*** Given information ***

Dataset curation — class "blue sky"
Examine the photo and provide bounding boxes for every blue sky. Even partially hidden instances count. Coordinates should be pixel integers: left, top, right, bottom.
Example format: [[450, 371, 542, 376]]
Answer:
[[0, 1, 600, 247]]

***

[Exercise details] Could you extract every row above and reproduce it verbatim, keeping each line intact?

[Final result]
Dataset curation — class "blue sky"
Examine the photo and provide bounding boxes for every blue sky. Even partially hidden instances count. Coordinates should be pixel integers: left, top, right, bottom.
Example format: [[450, 371, 542, 376]]
Answer:
[[0, 1, 600, 247]]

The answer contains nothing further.